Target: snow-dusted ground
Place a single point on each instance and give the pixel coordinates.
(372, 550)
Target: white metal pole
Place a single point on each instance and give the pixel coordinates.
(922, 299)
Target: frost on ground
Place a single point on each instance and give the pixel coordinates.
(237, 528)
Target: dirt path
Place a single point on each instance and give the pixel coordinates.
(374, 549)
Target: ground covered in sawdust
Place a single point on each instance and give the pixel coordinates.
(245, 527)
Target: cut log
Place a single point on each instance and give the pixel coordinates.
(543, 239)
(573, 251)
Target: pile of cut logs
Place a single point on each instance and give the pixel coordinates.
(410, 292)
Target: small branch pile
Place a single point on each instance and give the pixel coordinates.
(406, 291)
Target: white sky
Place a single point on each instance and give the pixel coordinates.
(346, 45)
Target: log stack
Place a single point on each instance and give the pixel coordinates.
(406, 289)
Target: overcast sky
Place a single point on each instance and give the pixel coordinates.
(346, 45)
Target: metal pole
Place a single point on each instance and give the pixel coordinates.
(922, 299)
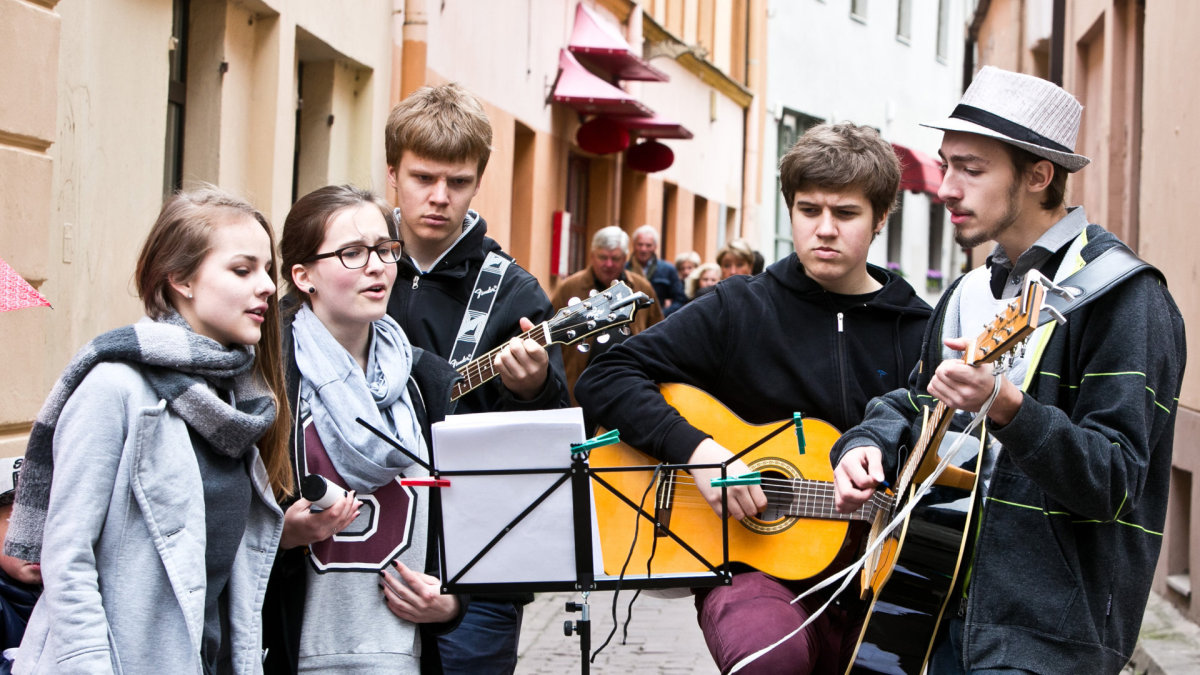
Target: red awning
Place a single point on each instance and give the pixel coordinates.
(591, 95)
(653, 127)
(600, 46)
(918, 171)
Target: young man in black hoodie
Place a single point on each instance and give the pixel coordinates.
(820, 333)
(438, 141)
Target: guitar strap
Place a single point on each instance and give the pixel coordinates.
(479, 306)
(1096, 279)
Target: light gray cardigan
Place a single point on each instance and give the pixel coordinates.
(125, 538)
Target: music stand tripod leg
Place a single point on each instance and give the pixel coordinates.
(583, 628)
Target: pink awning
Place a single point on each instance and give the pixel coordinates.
(601, 47)
(588, 94)
(918, 171)
(653, 127)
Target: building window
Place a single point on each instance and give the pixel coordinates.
(577, 177)
(895, 237)
(858, 10)
(943, 29)
(904, 21)
(177, 99)
(791, 126)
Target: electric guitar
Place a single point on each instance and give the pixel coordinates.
(607, 309)
(798, 536)
(910, 578)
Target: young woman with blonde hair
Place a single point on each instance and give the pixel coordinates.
(149, 485)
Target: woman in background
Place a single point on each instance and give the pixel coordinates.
(347, 359)
(149, 485)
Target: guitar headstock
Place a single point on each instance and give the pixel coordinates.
(607, 309)
(1011, 327)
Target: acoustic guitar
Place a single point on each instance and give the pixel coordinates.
(798, 536)
(611, 308)
(910, 578)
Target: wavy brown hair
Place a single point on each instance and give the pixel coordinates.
(837, 156)
(177, 245)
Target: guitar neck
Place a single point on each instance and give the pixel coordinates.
(815, 499)
(483, 369)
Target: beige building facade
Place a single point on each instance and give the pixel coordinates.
(1129, 64)
(107, 107)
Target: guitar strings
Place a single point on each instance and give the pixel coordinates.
(847, 574)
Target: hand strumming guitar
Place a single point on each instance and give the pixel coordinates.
(743, 500)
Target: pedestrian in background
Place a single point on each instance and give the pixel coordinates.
(663, 275)
(736, 257)
(148, 491)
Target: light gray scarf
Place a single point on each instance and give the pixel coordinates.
(340, 392)
(179, 365)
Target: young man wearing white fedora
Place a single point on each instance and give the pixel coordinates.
(1072, 494)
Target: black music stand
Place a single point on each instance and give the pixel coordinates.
(575, 481)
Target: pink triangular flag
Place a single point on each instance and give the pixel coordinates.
(16, 293)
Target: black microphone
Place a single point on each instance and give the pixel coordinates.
(321, 491)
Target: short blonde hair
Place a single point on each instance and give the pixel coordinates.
(447, 124)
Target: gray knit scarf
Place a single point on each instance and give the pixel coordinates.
(179, 365)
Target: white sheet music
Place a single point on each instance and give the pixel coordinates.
(477, 508)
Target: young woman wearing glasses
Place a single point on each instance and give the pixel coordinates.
(351, 590)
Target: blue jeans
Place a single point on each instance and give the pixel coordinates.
(947, 657)
(486, 640)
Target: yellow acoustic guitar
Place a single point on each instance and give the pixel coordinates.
(798, 536)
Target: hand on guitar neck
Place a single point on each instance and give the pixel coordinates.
(959, 386)
(967, 387)
(523, 365)
(743, 500)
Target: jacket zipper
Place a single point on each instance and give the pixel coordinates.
(841, 365)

▬▬▬

PROBLEM: Each entry is to be returned as it stands, and each picture is to be left out.

ANSWER TO THE PROBLEM:
Target: snow-dusted ground
Place a single point on each instance and give the pixel coordinates.
(372, 550)
Target: white metal pole
Place a single point on each instance and give the pixel coordinates.
(922, 299)
Target: frost on ground
Place a single point on each instance and give the pixel coordinates.
(237, 528)
Target: dirt path
Place a single point on each instance and give the pixel coordinates.
(374, 549)
Target: ground covered in sawdust
Place a single point on each instance and give the pixel coordinates.
(245, 527)
Target: cut log
Place a single point on each instance and give the pixel coordinates.
(543, 239)
(573, 251)
Target: pile of cut logs
Place a single point on each instance and give the pixel coordinates.
(410, 292)
Target: small branch pile
Place a single point on each instance and give the pixel coordinates.
(406, 291)
Target: white sky
Place a single point on each instance and give the pixel coordinates.
(346, 45)
Target: log stack
Place a single point on each instance and give the pixel coordinates.
(406, 289)
Target: overcast sky
Place a single point on each instance and give the pixel coordinates.
(346, 45)
Target: metal pole
Place a single point on each instance and give the pixel coordinates.
(922, 299)
Target: red awning
Place a single point on each instance and give the pixel coordinates.
(591, 95)
(653, 127)
(600, 46)
(918, 171)
Target: young man in black hoodie
Place a single point on each instance and give the pixel coordinates.
(820, 333)
(438, 141)
Target: guitar strap
Place a single point on each instance and give the pixel coordinates.
(479, 306)
(1096, 279)
Target: light gray cardigan
Place a single point on each instance and give the pixel coordinates.
(125, 538)
Target: music stand tripod leg
Place a single point on each instance and give the pixel coordinates.
(583, 628)
Target: pink awning
Place a single point on each instance and give the pixel coordinates.
(601, 47)
(588, 94)
(918, 171)
(653, 127)
Target: building window
Place a single point on each instance and give the pixel coordinates.
(577, 177)
(895, 237)
(858, 10)
(943, 29)
(904, 21)
(177, 99)
(791, 126)
Target: electric guitar
Place a single point on each instance and give the pixel coordinates.
(607, 309)
(798, 536)
(910, 578)
Target: young woman with blonde hair
Place a single point on each instance and give the pixel coordinates.
(149, 485)
Target: woman in background
Place a single point on each instance and give the pixel coordinates.
(347, 359)
(149, 485)
Target: guitar headstock
Place a single point on each instance and give the pixel coordinates.
(607, 309)
(1011, 327)
Target: acoustic guitar
Place a single point on each instance and give the pixel coordinates.
(798, 536)
(611, 308)
(910, 578)
Target: wavy brown hair
Place a single point on each instance and give the pixel coordinates.
(837, 156)
(177, 245)
Target: guitar neck
Place a single point on each instance and give the pixel coordinates.
(815, 499)
(483, 369)
Target: beige building facade
Place a single point on each instance and give the pixel coordinates.
(1129, 64)
(107, 107)
Target: guitar strings
Place a single point on each instance and give the pixel coordinates.
(847, 574)
Target: hand strumming guitar
Place a single point on each instance and give the pixel coordinates.
(743, 500)
Target: pedestrian in background
Place a single point on each instance and give the pixel coordinates.
(663, 275)
(736, 257)
(148, 491)
Target: light gray scarf
Place a single point on each instance and give the pixel coordinates.
(340, 392)
(179, 365)
Target: young man wearing white fedora
Place a single point on each instance and give the pixel coordinates.
(1072, 494)
Target: black music stand
Place a single point on each instance and give the pixel coordinates.
(575, 481)
Target: pink triangular flag
Place a single point on each instance and give the pixel coordinates.
(16, 293)
Target: black microphone
Place a single point on each instance and give the pixel coordinates.
(321, 491)
Target: short blonde hair
Place a single point on each instance and give the pixel coordinates.
(447, 124)
Target: gray knit scarf
Place a single point on each instance and give the pixel coordinates.
(179, 365)
Target: white sheet music
Place a single point on each instance and give the pixel coordinates.
(477, 508)
Target: young woman wearing glasses
Place a single point on each instance and give the pixel coordinates.
(351, 590)
Target: blue jeans
Place a single point on each instance and give the pixel coordinates.
(947, 657)
(486, 640)
Target: yellow acoustic guitar
Place a single point on each instance and give the pixel coordinates.
(798, 536)
Target: hand on guitar neck
Place a single point on each instance and give the pixel coordinates.
(959, 386)
(967, 387)
(523, 365)
(743, 500)
Target: jacket zipper
Place a single point on each instance and give the pixel coordinates.
(841, 365)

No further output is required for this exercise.